DATASET RECORDS:
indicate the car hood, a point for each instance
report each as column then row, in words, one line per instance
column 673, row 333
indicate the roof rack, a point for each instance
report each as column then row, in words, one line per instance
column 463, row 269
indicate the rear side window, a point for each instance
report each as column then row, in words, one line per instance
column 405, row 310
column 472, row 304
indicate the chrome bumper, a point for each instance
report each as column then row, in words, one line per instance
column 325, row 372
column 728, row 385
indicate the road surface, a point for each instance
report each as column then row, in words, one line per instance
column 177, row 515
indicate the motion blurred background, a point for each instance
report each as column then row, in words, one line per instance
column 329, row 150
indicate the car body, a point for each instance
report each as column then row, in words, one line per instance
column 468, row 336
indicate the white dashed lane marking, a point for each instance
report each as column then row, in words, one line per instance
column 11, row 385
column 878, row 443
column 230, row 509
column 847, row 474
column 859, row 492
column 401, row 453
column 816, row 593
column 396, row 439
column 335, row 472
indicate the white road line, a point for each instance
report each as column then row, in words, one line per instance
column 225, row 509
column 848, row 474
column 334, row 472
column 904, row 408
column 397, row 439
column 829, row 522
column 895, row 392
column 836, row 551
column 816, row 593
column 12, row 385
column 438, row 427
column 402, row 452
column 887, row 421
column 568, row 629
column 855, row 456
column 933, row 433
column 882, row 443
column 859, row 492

==

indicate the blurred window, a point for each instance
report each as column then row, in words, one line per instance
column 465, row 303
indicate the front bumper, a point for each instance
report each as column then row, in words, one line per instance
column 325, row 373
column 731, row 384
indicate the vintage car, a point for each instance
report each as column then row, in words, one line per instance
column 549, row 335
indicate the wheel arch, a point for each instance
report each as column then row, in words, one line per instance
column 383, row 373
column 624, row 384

==

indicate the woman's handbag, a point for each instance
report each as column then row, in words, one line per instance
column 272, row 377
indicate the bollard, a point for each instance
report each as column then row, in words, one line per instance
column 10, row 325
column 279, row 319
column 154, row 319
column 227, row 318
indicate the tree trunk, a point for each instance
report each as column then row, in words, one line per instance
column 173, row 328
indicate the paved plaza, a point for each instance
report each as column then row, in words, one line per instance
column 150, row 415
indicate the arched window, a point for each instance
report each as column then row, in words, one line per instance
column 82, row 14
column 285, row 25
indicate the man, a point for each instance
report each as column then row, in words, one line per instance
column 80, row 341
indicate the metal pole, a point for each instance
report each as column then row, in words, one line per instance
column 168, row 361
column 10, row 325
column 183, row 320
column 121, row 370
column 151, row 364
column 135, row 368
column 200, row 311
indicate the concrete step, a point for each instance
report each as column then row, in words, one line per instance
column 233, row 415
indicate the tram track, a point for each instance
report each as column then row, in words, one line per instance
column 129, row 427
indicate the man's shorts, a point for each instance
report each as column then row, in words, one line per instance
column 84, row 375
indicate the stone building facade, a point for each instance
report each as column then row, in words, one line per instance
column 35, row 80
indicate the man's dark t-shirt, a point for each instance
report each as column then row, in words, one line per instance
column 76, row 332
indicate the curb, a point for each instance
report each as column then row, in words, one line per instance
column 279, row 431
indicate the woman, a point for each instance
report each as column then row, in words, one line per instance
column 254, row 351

ACTIVITY:
Filter the records, keeping only lines that contain "bumper", and show those lines.

OUTPUT FOR THIS EXERCISE:
indicate the chrome bumper, a point for each instance
indicate the front bumper, a point for each instance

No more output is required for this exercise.